• _What to work on_
The answer must be an exact transcription of all the records below.

• _Given entries_
= = = =
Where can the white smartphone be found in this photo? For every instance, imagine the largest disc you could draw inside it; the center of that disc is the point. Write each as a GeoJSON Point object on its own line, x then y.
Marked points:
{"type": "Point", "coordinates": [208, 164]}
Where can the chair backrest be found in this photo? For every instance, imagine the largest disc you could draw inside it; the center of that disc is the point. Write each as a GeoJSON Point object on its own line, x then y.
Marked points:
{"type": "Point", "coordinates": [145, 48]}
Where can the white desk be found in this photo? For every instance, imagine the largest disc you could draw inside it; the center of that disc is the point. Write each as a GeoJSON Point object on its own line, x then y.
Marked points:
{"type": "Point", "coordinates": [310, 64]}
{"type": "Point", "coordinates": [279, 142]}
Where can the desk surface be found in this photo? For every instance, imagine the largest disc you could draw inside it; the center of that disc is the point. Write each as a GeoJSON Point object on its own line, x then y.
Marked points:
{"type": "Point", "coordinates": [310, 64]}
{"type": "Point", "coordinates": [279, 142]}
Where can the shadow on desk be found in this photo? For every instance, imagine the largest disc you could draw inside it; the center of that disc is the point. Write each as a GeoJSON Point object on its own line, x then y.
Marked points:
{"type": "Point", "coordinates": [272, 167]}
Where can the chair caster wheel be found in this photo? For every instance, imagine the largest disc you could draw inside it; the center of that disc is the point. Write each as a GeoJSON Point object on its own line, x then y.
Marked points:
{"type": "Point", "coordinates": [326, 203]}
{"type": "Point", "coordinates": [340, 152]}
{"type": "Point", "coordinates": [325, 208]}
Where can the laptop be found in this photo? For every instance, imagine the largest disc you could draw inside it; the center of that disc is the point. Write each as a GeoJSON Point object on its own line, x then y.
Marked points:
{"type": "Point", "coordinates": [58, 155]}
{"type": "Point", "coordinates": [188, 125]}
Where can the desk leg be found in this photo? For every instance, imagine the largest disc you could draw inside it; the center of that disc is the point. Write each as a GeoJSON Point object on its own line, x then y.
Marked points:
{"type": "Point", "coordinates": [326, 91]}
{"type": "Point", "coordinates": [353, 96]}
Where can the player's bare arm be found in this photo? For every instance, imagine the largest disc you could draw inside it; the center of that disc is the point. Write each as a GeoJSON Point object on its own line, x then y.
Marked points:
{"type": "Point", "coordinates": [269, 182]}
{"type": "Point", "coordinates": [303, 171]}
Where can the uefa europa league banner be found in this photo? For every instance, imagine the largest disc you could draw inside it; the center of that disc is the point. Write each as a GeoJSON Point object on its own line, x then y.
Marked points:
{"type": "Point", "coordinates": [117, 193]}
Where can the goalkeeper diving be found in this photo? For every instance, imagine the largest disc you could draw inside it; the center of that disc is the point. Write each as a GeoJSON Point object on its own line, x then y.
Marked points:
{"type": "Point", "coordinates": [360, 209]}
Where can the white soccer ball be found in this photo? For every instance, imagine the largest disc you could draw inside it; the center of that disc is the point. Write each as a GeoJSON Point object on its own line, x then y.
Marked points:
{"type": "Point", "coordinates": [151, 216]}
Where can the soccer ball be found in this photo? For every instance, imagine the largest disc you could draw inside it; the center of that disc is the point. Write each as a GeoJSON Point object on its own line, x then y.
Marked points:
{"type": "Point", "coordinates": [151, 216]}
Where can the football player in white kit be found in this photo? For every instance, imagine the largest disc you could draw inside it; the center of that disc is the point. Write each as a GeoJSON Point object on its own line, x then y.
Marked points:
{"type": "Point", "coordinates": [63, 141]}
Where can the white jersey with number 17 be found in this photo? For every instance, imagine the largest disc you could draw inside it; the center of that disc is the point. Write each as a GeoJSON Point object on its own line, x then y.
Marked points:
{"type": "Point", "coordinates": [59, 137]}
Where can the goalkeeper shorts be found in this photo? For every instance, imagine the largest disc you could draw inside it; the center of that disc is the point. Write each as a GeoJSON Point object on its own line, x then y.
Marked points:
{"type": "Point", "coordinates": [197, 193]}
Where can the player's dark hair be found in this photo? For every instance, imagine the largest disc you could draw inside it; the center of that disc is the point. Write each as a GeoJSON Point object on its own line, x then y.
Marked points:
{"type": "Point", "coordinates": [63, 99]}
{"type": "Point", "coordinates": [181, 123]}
= = = =
• _Task result_
Where can the white smartphone be found in this photo? For every instance, imagine the largest disc you could draw inside it; the center of that disc is the point. Write each as a GeoJSON Point object on its own line, x then y.
Marked points:
{"type": "Point", "coordinates": [208, 164]}
Where can the chair backrest be found in this photo? For every instance, imagine the largest disc you could draw inside it; the center of that disc is the point. Write each as a GeoJSON Point object on its own line, x then y.
Marked points:
{"type": "Point", "coordinates": [145, 48]}
Where can the white desk be found in this photo? For every instance, imagine the largest disc you could draw inside it; the center of that disc is the point. Write each as a GeoJSON Point object on its own line, x then y.
Marked points:
{"type": "Point", "coordinates": [310, 64]}
{"type": "Point", "coordinates": [279, 142]}
Where can the desk surface be found in this photo? For every instance, imagine the largest disc you could draw inside it; the center of that disc is the point. Write each as a GeoJSON Point object on its own line, x then y.
Marked points:
{"type": "Point", "coordinates": [310, 64]}
{"type": "Point", "coordinates": [279, 142]}
Where can the shadow on desk be found in this photo? For every instance, imagine the largest disc you could draw inside it; the center of that disc is the point. Write each as a GeoJSON Point object on its own line, x then y.
Marked points:
{"type": "Point", "coordinates": [272, 167]}
Where can the chair caster wheel be found in this photo? For every instance, imagine the largest disc you could draw inside it; the center of that disc is the point. Write each as a GeoJSON Point object on its own line, x then y.
Marked points:
{"type": "Point", "coordinates": [326, 203]}
{"type": "Point", "coordinates": [340, 152]}
{"type": "Point", "coordinates": [325, 208]}
Where can the laptop be found in this photo? For every instance, imagine the largest disc you could draw inside it; the center of that disc is the point. Write each as a GeoJSON Point object on its own line, x then y.
Marked points:
{"type": "Point", "coordinates": [58, 155]}
{"type": "Point", "coordinates": [188, 125]}
Where can the desk leg be found in this photo? For every instance, imagine the largest disc you could draw inside it; the center of that disc is the point. Write each as a GeoJSON Point object on its own line, x then y.
Marked points:
{"type": "Point", "coordinates": [326, 91]}
{"type": "Point", "coordinates": [353, 96]}
Where can the player's bare arm be found in this photo? For every instance, imagine the largest disc you could draw inside it; the center of that disc is the point. Write each as a GeoJSON Point object on its own line, x then y.
Marked points:
{"type": "Point", "coordinates": [269, 182]}
{"type": "Point", "coordinates": [303, 171]}
Where can the uefa europa league banner be found in this photo? For every instance, imagine the largest disc you could draw inside it; the center of that disc is the point. Write each as a GeoJSON Point object on its own line, x then y.
Marked points:
{"type": "Point", "coordinates": [117, 193]}
Where can the goalkeeper diving be found in this photo? For every instance, imagine the largest disc you could draw inside it; the center of that disc is the point. Write each as a GeoJSON Point object on its own line, x then y.
Marked points:
{"type": "Point", "coordinates": [360, 209]}
Where can the white soccer ball be found in this photo? For every instance, imagine the largest disc you could draw inside it; the center of that disc is the point. Write each as a GeoJSON Point object on its own line, x then y.
Marked points:
{"type": "Point", "coordinates": [151, 216]}
Where can the soccer ball be found in this photo? For every instance, imagine the largest disc you could draw inside it; the center of that disc is the point. Write each as a GeoJSON Point object on its own line, x then y.
Marked points:
{"type": "Point", "coordinates": [151, 216]}
Where can the football player in white kit be found in this photo? For every instance, imagine the largest disc you could draw inside it; the center of that disc is the point. Write each as a GeoJSON Point object on its own line, x then y.
Marked points:
{"type": "Point", "coordinates": [63, 141]}
Where can the white jersey with number 17 be found in this photo? For every instance, imagine the largest disc you could draw inside it; the center of that disc is the point. Write each as a GeoJSON Point object on its own line, x then y.
Marked points:
{"type": "Point", "coordinates": [59, 137]}
Where can the goalkeeper shorts be found in this photo? For every instance, imagine the largest disc you could draw inside it; the center of that disc is the point. Write each as a GeoJSON Point object on its own line, x then y.
Marked points:
{"type": "Point", "coordinates": [197, 193]}
Where can the player's dark hair be found in this photo? For every instance, imagine the largest disc you could draw inside it; the center of that disc is the point. Write each as a GeoJSON Point object on its own line, x then y.
Marked points:
{"type": "Point", "coordinates": [63, 99]}
{"type": "Point", "coordinates": [181, 123]}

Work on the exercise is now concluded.